**Goal of the exercise**
Quote the records below word for word, beginning at the line that contains "Draw the outline of every instance of the metal" and stopping after the line that contains "Please outline every instance of the metal". Leave the picture out of your answer.

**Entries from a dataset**
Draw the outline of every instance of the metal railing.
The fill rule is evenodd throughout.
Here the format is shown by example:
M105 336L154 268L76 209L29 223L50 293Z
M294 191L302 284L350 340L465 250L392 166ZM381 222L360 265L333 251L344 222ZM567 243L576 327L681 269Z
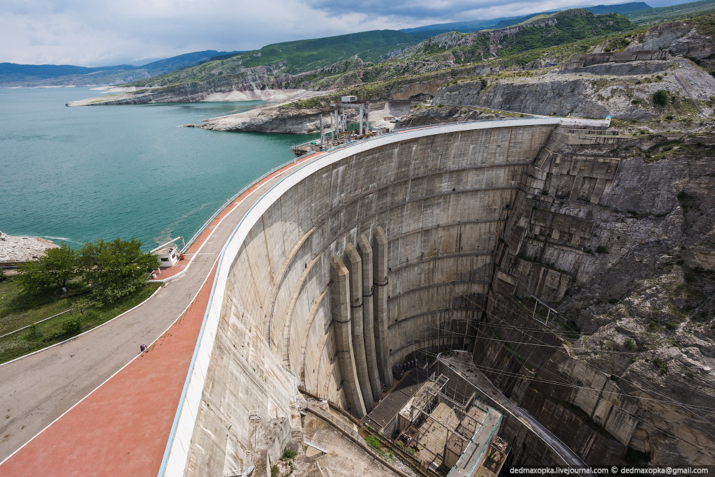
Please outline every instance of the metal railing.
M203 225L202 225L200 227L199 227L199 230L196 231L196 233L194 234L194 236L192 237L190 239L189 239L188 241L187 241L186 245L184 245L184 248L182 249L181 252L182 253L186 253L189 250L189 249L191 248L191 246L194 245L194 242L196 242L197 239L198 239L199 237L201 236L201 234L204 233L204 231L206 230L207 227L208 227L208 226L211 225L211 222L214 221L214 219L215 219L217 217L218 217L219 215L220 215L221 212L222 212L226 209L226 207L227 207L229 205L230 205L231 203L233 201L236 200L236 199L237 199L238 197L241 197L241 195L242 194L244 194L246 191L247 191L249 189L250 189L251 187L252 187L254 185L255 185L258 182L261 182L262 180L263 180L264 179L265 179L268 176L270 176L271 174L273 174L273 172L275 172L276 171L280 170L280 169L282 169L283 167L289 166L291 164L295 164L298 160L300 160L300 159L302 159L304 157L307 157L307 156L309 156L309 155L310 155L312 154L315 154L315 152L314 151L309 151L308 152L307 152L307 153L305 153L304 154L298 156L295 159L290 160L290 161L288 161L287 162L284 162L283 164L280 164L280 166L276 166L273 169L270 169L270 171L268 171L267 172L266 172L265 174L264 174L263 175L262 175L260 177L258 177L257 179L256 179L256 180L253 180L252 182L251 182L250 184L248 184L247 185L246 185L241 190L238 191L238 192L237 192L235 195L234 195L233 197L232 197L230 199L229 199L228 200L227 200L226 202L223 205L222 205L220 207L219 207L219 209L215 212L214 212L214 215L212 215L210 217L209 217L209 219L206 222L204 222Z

---

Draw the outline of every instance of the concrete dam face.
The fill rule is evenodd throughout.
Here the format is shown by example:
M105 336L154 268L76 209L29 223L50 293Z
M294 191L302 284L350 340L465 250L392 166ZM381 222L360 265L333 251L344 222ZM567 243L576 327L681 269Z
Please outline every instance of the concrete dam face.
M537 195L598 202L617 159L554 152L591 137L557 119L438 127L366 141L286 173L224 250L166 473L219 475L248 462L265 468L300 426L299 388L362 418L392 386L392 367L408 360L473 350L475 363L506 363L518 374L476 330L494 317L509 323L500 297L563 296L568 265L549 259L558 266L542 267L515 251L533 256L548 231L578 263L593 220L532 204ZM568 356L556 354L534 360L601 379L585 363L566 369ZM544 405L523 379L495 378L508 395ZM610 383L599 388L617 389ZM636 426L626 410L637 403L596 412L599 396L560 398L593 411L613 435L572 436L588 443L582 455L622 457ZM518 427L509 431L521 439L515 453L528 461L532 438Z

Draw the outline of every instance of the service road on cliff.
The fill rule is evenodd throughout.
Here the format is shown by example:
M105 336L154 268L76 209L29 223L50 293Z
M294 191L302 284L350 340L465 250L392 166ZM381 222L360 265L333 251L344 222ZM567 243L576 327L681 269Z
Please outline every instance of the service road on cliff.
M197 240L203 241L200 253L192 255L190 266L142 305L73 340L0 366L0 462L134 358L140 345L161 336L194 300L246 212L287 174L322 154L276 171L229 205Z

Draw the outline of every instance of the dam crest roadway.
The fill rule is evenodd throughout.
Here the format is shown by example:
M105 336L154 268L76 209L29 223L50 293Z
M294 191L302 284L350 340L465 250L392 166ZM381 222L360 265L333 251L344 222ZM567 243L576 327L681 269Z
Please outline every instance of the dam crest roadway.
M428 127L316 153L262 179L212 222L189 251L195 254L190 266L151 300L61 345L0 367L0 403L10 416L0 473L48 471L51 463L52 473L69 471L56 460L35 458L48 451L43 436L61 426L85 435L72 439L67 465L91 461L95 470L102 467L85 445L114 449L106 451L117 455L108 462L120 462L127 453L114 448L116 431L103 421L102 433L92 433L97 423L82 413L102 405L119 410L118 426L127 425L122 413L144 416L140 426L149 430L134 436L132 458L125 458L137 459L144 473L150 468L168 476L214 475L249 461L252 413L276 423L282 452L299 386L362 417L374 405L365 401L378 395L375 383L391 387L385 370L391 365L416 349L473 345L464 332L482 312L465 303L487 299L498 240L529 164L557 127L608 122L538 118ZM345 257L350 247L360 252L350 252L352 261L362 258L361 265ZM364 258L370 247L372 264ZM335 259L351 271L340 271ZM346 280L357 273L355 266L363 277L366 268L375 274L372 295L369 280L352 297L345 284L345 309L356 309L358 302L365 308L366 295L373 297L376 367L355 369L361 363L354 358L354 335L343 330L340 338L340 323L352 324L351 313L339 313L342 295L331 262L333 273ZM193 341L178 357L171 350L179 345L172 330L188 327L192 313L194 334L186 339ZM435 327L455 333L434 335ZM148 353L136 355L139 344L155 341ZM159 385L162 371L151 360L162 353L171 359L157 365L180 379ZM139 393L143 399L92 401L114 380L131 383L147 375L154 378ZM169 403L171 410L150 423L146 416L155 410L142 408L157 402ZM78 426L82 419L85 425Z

**Exercise solution**
Draw the outline of every instance of the metal railing.
The fill rule is evenodd throughout.
Here the format is shown by example:
M105 336L154 268L76 209L29 223L50 293Z
M294 191L302 284L350 340L465 250L392 166ZM381 222L360 265L333 251L344 222ZM567 243L576 327L681 269Z
Please outline every instance of the metal railing.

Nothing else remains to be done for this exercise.